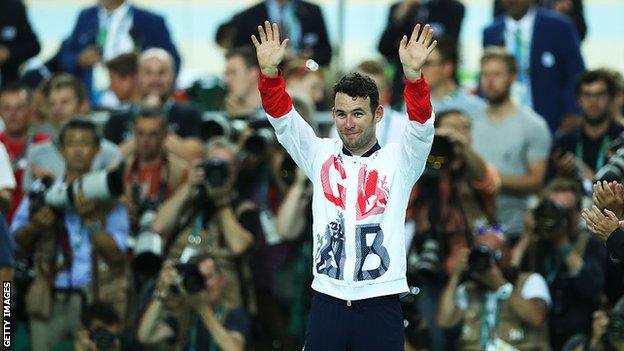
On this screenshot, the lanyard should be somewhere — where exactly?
[576,135,611,171]
[481,292,498,350]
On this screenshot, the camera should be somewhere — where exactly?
[89,327,117,351]
[199,158,230,188]
[29,167,123,211]
[468,245,502,273]
[594,148,624,182]
[169,263,205,294]
[132,201,163,276]
[533,200,569,234]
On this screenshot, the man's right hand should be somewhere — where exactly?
[78,45,101,67]
[251,21,288,77]
[30,206,56,230]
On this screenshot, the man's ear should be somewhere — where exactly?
[375,105,383,123]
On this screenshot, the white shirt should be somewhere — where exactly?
[0,143,16,190]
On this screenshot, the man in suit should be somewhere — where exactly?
[0,0,41,87]
[483,0,585,132]
[377,0,465,107]
[232,0,334,66]
[61,0,180,106]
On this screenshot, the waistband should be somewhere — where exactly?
[314,291,399,306]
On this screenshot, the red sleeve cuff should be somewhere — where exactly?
[403,73,433,124]
[258,70,292,118]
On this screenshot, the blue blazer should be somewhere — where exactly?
[483,8,585,132]
[60,5,180,102]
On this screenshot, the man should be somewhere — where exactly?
[326,59,410,146]
[124,108,188,234]
[232,0,332,66]
[252,21,435,350]
[225,47,262,117]
[551,70,624,189]
[22,74,121,191]
[515,179,606,350]
[138,255,251,351]
[0,84,50,224]
[103,52,141,110]
[472,48,551,237]
[11,119,128,350]
[423,37,485,119]
[0,143,16,282]
[437,228,551,351]
[61,0,180,106]
[483,0,585,133]
[0,0,41,87]
[104,48,202,161]
[377,0,465,107]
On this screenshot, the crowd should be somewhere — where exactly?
[0,0,624,351]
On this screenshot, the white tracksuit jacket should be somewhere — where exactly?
[258,76,434,300]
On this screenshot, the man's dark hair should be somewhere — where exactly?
[225,46,258,68]
[45,73,87,104]
[0,82,32,105]
[334,72,379,113]
[433,109,468,128]
[81,301,121,328]
[59,117,100,146]
[576,69,618,98]
[106,52,139,77]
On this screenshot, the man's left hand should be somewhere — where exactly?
[399,24,438,81]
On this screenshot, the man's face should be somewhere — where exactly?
[578,80,613,124]
[501,0,533,20]
[134,117,166,161]
[61,128,99,174]
[0,90,30,135]
[422,50,451,87]
[139,57,174,101]
[481,59,516,105]
[48,87,82,124]
[225,56,258,99]
[333,93,383,152]
[109,71,137,102]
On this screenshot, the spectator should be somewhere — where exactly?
[0,143,16,282]
[494,0,587,41]
[515,179,606,350]
[61,0,180,106]
[551,70,624,188]
[423,37,485,119]
[153,138,261,311]
[437,228,551,351]
[407,110,500,350]
[104,48,202,161]
[0,83,50,225]
[225,46,262,118]
[377,0,465,108]
[11,119,128,350]
[104,52,141,110]
[232,0,332,66]
[74,302,122,351]
[22,74,121,190]
[472,48,551,237]
[0,0,41,87]
[483,0,585,133]
[138,255,251,351]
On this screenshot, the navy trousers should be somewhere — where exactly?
[303,292,405,351]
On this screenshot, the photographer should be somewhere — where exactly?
[11,119,128,350]
[153,138,261,309]
[437,228,551,351]
[138,255,250,351]
[74,302,121,351]
[514,179,606,350]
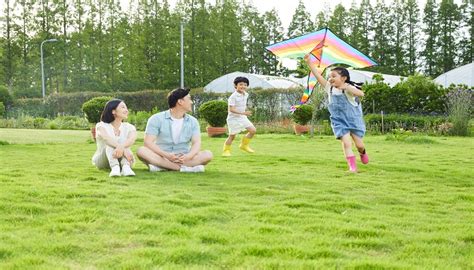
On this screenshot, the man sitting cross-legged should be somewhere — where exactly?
[137,88,212,172]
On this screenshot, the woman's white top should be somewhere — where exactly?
[94,122,137,156]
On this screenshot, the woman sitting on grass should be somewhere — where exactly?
[92,99,137,177]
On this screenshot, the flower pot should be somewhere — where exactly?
[293,124,309,135]
[91,127,96,142]
[206,127,227,137]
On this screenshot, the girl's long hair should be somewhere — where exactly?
[331,67,364,90]
[100,99,123,123]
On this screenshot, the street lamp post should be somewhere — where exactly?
[40,38,58,99]
[180,22,184,88]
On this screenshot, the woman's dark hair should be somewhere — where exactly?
[234,77,250,86]
[331,67,363,89]
[100,99,123,123]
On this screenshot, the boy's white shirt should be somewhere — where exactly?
[227,91,249,120]
[324,82,359,107]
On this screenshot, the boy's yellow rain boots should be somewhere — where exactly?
[222,143,232,157]
[239,136,255,153]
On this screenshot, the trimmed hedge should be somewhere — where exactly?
[82,97,113,124]
[199,100,228,127]
[364,114,449,134]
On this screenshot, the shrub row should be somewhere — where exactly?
[364,114,452,135]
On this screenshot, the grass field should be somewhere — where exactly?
[0,129,474,269]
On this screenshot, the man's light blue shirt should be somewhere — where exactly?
[145,110,201,154]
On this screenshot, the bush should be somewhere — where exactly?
[199,100,227,127]
[446,89,474,136]
[48,115,90,129]
[82,97,113,124]
[0,101,5,118]
[0,86,13,108]
[364,114,448,135]
[127,108,159,130]
[291,104,313,126]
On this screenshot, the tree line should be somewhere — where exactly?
[0,0,474,97]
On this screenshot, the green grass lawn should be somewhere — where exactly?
[0,129,474,269]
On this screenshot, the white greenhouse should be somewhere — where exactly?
[434,62,474,87]
[204,71,303,93]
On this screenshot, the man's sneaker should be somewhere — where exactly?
[179,165,205,173]
[148,164,165,172]
[122,165,135,176]
[109,165,120,177]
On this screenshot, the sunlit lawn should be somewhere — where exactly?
[0,129,474,269]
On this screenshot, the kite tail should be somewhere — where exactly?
[347,80,364,90]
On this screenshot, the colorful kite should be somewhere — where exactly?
[266,28,377,111]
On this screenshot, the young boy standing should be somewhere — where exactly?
[222,77,257,157]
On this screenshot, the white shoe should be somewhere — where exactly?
[148,164,165,172]
[109,165,120,177]
[122,165,135,176]
[179,165,205,173]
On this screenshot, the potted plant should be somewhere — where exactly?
[82,97,113,141]
[199,100,227,137]
[291,104,313,135]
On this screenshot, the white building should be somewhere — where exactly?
[204,71,306,93]
[434,62,474,87]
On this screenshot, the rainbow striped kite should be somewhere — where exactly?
[266,28,377,111]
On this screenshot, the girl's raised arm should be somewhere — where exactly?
[304,54,328,88]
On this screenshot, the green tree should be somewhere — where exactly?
[328,4,347,39]
[420,0,441,77]
[390,0,408,75]
[438,0,461,72]
[347,1,365,53]
[241,2,268,74]
[459,1,474,65]
[404,0,420,75]
[371,0,394,74]
[1,0,16,93]
[263,9,284,75]
[358,0,373,55]
[288,0,314,38]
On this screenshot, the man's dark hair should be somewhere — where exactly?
[234,77,250,86]
[168,88,190,109]
[100,99,123,124]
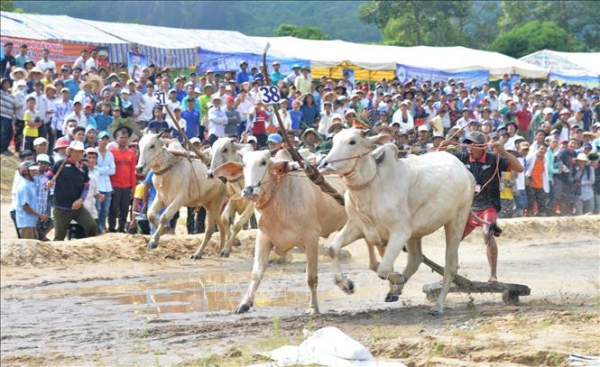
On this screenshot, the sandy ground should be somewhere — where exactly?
[0,204,600,366]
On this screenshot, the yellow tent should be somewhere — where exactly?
[311,61,395,83]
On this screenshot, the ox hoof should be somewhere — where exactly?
[235,303,250,314]
[427,307,444,317]
[337,279,354,294]
[385,293,400,302]
[304,306,319,315]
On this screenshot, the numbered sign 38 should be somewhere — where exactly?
[154,91,167,107]
[258,85,281,104]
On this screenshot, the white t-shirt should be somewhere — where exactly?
[35,59,56,72]
[138,94,156,121]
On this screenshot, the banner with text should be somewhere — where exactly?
[127,52,148,80]
[548,72,600,88]
[396,64,490,88]
[196,48,310,75]
[0,36,95,70]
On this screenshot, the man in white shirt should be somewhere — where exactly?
[85,49,98,70]
[392,101,415,133]
[208,96,227,143]
[27,82,51,129]
[35,48,56,72]
[294,66,312,94]
[138,84,156,128]
[498,85,512,109]
[63,102,87,136]
[236,89,254,134]
[317,101,333,136]
[487,88,500,111]
[73,49,90,70]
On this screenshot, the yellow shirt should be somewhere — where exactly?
[133,183,146,200]
[23,109,42,138]
[500,172,515,200]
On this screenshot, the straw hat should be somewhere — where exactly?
[10,68,27,79]
[27,67,44,79]
[67,140,85,155]
[575,153,590,164]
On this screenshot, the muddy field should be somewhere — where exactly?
[0,214,600,366]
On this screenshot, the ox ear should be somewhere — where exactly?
[367,134,391,145]
[270,161,292,176]
[213,162,244,181]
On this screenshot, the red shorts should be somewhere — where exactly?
[463,206,498,239]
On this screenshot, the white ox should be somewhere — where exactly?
[214,151,347,314]
[208,138,254,257]
[319,129,475,314]
[136,134,227,259]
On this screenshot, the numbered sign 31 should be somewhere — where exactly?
[258,85,281,104]
[154,92,167,107]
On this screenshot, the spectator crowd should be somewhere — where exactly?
[0,43,600,240]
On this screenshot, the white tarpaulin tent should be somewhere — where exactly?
[250,37,548,79]
[519,50,600,87]
[0,11,127,62]
[81,19,296,68]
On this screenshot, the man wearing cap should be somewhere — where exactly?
[96,131,116,233]
[267,133,283,157]
[33,137,48,161]
[27,82,54,136]
[33,154,54,241]
[294,66,312,95]
[197,84,215,139]
[108,125,137,232]
[552,108,571,143]
[148,106,170,134]
[0,78,21,156]
[0,42,17,78]
[225,96,241,137]
[554,137,579,215]
[442,131,523,283]
[16,162,47,239]
[270,61,285,85]
[235,60,252,86]
[411,125,430,155]
[51,88,73,139]
[35,48,56,71]
[46,141,97,241]
[15,43,30,68]
[208,96,228,143]
[136,84,156,129]
[181,96,200,139]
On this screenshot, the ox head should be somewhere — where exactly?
[213,150,294,201]
[319,128,389,176]
[135,134,164,174]
[208,138,252,178]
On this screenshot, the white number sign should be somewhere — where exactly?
[154,92,167,106]
[258,85,281,104]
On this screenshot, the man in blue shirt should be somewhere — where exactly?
[235,60,252,85]
[94,102,114,132]
[181,98,202,139]
[148,107,169,134]
[271,61,285,85]
[498,73,512,92]
[16,162,48,239]
[65,68,81,101]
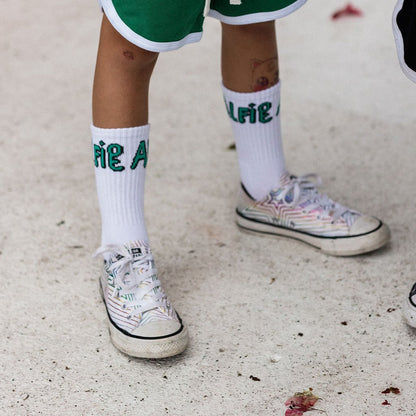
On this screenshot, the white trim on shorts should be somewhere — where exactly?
[98,0,307,52]
[393,0,416,82]
[99,0,202,52]
[208,0,307,25]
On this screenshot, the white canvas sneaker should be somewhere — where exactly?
[236,173,390,256]
[95,241,188,358]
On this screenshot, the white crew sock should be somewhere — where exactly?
[223,82,286,200]
[91,125,150,246]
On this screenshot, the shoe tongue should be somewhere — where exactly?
[127,240,150,259]
[131,247,143,259]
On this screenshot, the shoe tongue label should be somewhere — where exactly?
[131,247,143,257]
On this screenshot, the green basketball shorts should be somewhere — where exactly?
[99,0,306,52]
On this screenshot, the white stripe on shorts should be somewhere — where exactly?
[100,0,202,52]
[208,0,307,25]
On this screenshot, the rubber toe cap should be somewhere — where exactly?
[132,319,181,338]
[350,215,381,235]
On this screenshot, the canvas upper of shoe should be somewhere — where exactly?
[237,172,374,237]
[95,241,181,337]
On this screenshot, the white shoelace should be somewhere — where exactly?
[278,173,360,227]
[94,245,167,318]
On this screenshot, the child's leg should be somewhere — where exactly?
[221,21,279,92]
[91,17,188,358]
[93,15,158,128]
[92,16,158,245]
[222,22,390,256]
[222,21,285,199]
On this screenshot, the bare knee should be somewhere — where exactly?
[221,20,275,37]
[100,15,159,71]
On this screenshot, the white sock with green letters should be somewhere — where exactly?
[223,82,286,200]
[91,125,150,246]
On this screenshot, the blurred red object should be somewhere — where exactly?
[332,3,363,20]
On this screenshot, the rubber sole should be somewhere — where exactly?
[236,212,390,256]
[108,319,188,359]
[99,279,189,359]
[403,298,416,328]
[392,0,416,82]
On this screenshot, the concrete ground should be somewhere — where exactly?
[0,0,416,416]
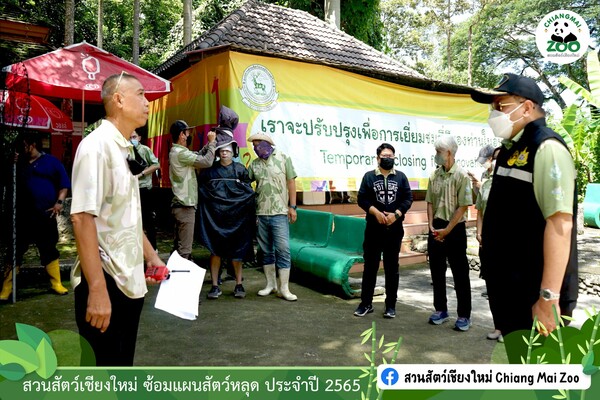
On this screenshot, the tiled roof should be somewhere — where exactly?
[155,0,414,77]
[153,0,469,93]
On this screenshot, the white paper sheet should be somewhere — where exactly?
[154,251,206,321]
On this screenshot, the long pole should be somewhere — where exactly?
[12,162,17,304]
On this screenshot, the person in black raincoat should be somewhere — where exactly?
[198,106,256,299]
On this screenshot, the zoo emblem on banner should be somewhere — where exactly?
[535,10,590,64]
[240,64,279,112]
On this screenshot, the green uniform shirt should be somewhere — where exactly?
[248,149,296,215]
[502,131,575,219]
[135,143,159,189]
[425,162,473,222]
[169,144,198,207]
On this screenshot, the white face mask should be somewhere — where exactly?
[488,103,524,139]
[433,154,448,165]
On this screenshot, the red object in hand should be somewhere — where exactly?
[146,265,169,282]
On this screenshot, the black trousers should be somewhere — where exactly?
[140,188,157,250]
[75,272,144,366]
[427,219,471,318]
[360,221,404,309]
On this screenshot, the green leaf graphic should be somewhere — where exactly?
[15,322,52,349]
[0,340,40,374]
[0,363,25,381]
[35,338,58,379]
[581,350,594,368]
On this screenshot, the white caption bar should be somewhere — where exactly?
[377,364,592,390]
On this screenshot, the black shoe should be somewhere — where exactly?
[383,307,396,318]
[354,304,373,317]
[233,284,246,299]
[206,285,223,300]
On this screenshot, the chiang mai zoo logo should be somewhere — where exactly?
[535,10,590,64]
[240,64,279,111]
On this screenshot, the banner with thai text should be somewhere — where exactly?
[148,51,499,192]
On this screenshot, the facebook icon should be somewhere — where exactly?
[379,368,400,386]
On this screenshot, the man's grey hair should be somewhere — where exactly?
[433,135,458,156]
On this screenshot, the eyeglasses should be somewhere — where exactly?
[490,101,525,111]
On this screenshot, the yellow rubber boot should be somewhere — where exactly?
[0,267,12,300]
[46,258,69,295]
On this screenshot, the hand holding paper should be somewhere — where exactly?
[154,251,206,321]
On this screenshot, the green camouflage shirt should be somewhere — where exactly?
· · · · · · ·
Copy out the lines from the one with "On this screenshot, the person" up to and including the one with "[377,364,592,390]", changing "black raincoat" to "dark raincoat" and leaving all else unchanged.

On this screenshot, the person in dark raincoat should be somewhere — where exactly?
[198,106,256,299]
On this screenshot, the zoo emblem on banner should be somewhere — where exactly?
[535,10,590,64]
[240,64,279,112]
On this screenshot, the green uniform shirt should be somewhere — where exactly?
[248,149,296,215]
[502,131,575,219]
[135,143,159,189]
[425,162,473,222]
[169,144,198,207]
On this screenshot, the white face mask should be somewhere — where exactly?
[488,103,524,139]
[433,154,448,165]
On this screenshot, the red object in hand should be somewhere — where exactly?
[146,265,169,282]
On this screenshot, the black trousers should be somewhere — where exactly?
[140,188,157,250]
[75,272,144,366]
[427,219,471,318]
[360,221,404,309]
On this screenshot, the green leaf graphic should be somewhere — where exactly?
[15,322,52,349]
[0,340,40,374]
[0,363,25,381]
[35,338,58,379]
[581,350,594,368]
On this screenshot, the white caption bar should be somewhere — where exactly?
[377,364,592,390]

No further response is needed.